REQUEST:
Which lines run from the one containing "Task: annotate every instance of the rock" to the end of the entries? Quote them exactly, and nothing else.

SUPPLIED MATERIAL:
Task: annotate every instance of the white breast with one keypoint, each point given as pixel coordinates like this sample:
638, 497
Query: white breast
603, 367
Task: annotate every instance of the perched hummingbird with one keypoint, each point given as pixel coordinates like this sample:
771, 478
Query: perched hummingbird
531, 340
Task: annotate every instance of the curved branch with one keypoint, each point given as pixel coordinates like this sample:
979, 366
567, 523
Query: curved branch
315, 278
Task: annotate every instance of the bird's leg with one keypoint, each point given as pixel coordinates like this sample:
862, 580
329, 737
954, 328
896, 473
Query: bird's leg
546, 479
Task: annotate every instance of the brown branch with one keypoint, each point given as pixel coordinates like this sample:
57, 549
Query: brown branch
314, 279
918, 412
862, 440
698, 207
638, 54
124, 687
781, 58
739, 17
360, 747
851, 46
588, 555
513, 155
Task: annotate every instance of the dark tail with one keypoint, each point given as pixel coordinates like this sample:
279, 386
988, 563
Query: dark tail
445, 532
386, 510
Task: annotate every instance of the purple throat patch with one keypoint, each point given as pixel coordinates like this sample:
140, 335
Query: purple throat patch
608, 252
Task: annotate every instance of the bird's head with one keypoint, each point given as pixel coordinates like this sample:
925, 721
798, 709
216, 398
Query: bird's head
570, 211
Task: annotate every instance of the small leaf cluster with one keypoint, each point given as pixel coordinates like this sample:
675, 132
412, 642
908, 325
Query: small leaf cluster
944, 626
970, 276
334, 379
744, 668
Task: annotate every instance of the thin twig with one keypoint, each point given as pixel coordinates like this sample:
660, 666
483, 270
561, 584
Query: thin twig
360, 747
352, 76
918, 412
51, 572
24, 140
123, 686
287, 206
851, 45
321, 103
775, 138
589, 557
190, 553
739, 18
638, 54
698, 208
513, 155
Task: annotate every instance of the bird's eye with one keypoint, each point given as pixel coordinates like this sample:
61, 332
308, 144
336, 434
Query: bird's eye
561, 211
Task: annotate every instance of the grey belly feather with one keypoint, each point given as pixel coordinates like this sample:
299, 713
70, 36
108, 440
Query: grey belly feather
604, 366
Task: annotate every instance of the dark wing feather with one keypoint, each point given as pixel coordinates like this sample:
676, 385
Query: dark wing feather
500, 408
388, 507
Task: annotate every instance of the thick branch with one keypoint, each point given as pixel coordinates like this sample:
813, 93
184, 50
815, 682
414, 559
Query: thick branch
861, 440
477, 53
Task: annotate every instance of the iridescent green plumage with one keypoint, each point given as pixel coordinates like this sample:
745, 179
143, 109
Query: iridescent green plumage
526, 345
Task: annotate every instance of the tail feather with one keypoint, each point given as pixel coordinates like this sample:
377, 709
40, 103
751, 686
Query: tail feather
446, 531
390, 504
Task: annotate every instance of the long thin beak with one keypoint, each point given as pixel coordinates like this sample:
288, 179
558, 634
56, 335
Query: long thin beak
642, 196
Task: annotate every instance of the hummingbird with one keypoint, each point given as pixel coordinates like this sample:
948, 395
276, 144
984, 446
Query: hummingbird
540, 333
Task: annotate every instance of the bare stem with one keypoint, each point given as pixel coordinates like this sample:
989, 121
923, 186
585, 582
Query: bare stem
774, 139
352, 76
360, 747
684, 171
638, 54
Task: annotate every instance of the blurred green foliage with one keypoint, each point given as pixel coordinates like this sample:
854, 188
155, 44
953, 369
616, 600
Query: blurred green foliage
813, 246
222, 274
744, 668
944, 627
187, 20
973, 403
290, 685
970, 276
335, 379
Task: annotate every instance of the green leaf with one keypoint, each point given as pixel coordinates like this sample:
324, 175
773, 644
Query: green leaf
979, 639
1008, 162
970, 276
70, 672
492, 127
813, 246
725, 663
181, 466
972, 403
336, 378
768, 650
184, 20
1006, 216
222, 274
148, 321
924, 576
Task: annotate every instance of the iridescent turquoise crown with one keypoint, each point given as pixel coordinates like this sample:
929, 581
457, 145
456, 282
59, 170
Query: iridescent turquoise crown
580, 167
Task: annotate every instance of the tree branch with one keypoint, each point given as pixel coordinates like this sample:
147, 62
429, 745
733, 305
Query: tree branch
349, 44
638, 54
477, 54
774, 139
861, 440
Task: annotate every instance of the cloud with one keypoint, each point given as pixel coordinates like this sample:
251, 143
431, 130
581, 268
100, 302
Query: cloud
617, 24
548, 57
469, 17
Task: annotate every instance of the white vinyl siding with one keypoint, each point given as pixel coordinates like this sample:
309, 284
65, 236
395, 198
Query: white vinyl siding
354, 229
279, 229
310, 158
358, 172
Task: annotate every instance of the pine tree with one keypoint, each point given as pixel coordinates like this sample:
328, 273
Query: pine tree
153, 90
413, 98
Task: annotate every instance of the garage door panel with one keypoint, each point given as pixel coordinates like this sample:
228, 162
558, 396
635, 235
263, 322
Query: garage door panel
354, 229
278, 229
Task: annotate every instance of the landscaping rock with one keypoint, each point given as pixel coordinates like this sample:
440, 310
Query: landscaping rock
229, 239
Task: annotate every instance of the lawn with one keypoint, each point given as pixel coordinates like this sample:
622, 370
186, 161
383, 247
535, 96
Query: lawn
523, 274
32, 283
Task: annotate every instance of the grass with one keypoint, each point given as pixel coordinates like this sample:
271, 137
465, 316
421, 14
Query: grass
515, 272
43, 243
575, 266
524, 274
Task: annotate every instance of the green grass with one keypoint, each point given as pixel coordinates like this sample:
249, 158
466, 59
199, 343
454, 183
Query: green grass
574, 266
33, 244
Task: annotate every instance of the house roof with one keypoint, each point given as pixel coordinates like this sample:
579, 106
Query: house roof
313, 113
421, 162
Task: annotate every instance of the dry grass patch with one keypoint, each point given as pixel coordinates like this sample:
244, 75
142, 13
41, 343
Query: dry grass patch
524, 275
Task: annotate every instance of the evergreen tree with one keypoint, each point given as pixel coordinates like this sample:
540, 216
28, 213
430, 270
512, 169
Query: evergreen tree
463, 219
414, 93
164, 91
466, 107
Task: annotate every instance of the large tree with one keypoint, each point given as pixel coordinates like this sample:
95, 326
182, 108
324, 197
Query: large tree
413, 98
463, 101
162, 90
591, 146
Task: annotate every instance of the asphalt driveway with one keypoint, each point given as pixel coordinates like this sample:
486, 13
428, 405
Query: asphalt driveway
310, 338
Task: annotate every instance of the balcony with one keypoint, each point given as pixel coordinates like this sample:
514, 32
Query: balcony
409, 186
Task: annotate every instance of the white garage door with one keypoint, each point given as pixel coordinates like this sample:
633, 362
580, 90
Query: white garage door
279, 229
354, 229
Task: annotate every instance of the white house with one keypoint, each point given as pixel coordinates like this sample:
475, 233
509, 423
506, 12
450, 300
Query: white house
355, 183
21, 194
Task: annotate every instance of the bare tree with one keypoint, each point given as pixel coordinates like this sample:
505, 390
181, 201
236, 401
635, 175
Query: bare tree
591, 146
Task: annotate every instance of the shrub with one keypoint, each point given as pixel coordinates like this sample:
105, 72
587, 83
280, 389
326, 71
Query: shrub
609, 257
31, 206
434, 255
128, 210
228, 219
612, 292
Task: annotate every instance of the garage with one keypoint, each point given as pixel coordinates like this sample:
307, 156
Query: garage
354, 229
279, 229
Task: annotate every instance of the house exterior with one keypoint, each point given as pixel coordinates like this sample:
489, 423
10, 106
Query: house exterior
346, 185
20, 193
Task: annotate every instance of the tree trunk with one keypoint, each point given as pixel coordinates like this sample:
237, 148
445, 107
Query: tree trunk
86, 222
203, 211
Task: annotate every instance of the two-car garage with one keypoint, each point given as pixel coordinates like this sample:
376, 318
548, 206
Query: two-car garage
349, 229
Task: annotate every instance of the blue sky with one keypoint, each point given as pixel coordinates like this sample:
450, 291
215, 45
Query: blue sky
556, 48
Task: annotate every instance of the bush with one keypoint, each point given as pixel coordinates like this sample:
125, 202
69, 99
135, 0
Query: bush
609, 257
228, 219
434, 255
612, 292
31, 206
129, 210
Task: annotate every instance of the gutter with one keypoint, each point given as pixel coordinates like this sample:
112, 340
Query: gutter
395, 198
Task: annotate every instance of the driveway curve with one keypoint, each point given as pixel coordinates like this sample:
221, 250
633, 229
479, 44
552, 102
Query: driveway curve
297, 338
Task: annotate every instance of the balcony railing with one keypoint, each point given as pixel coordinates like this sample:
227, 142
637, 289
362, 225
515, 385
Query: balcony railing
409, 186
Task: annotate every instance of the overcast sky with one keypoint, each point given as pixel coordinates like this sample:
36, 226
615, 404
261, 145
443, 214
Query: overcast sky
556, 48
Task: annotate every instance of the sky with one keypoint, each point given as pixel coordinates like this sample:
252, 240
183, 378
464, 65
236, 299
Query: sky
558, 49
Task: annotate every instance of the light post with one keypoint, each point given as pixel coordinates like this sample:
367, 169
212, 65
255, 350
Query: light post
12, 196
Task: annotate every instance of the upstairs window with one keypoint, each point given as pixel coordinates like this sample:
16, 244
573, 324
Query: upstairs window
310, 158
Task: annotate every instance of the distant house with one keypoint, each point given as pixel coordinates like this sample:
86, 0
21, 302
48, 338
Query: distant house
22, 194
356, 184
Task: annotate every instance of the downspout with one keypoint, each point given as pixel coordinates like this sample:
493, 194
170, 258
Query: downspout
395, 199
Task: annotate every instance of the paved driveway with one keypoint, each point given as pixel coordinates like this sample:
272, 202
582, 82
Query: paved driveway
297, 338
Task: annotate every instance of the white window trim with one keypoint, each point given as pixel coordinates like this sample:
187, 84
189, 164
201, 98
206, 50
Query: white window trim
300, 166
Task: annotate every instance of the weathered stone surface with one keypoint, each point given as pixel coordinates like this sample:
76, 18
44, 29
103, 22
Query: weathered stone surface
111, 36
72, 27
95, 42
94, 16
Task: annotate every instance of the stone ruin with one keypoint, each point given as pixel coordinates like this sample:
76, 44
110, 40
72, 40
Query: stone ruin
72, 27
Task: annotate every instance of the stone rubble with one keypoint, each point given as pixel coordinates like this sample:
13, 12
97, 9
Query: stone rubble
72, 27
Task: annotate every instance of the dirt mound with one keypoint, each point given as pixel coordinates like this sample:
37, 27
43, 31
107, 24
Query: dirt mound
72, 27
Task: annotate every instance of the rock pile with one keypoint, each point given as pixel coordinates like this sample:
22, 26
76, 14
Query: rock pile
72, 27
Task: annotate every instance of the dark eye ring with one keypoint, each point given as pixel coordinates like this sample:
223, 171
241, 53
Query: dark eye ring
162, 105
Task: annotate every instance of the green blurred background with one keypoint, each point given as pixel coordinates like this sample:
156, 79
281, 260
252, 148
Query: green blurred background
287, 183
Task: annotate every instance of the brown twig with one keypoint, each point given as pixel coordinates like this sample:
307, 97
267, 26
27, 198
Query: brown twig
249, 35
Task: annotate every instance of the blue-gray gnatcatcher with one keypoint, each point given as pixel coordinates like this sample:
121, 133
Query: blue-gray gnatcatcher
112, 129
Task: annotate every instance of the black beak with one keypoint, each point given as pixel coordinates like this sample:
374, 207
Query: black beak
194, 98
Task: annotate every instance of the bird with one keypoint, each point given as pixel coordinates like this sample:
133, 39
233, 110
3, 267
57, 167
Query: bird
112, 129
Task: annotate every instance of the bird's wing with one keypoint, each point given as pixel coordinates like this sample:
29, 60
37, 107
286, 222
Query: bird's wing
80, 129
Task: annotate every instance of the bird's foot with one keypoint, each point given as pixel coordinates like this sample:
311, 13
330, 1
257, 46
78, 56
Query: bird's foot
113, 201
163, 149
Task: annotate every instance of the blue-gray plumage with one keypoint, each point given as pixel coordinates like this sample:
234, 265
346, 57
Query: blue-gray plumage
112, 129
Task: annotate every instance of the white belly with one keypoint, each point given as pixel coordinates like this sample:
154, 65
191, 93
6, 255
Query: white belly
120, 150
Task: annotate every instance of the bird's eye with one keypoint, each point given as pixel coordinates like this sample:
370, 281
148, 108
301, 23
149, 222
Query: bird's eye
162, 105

PROBLEM SOLUTION:
Task: annotate every instance of the rock pile with one keypoint, each point given as pixel coordinates like this sample:
22, 26
76, 14
Query: rock pile
72, 27
Task: annotate every instance of the dark eye ring with one keypoint, each point given as pixel coordinates like this sample:
223, 171
241, 53
Query: dark eye ring
162, 105
Task: annotate every instance of the green blurred background with one keypoint, each point given as pixel coordinates like this sample:
156, 79
281, 260
252, 148
Query: green blurred background
287, 183
Task: annotate every instance of the brown twig with one keypoint, each point given as pixel coordinates like this sample:
307, 97
267, 26
27, 198
Query: brown twig
249, 35
Task: annotate every instance of the blue-gray gnatcatcher with one keypoint, each point given as pixel coordinates like this sample:
121, 133
Query: blue-gray gnatcatcher
112, 129
Task: annotate every instance of the black beak with one keypoint, each point given as pixel coordinates like this sample:
374, 207
Query: black beak
194, 98
Task: annotate every instance of the bird with one keypoint, each point given as pixel coordinates like this sample:
133, 39
233, 110
3, 267
57, 167
Query: bird
112, 129
Task: annotate every instance of the bird's wing with one keypoint, each point given as pixel coordinates like this sample:
29, 60
37, 107
286, 222
Query: bird's wing
80, 129
Task: annotate every instance of the bird's foot with one keypoint, each point given as pixel coordinates like this sample:
311, 13
330, 1
257, 46
78, 56
Query: bird's foot
113, 201
163, 149
Task: annotate every instance of the blue-gray plumage with one keypoint, each point given as pixel coordinates like this sample:
234, 265
346, 57
Query: blue-gray plumage
112, 129
Task: annotate every instance of the white belly with one keypoint, each point given as pixel coordinates like this sample:
154, 65
191, 93
6, 255
Query: white belly
120, 150
Task: annotate every instance of the bird's eye with one keypoint, each point given as pixel coordinates like this sample:
370, 281
148, 108
301, 23
149, 222
Query: bird's eye
162, 105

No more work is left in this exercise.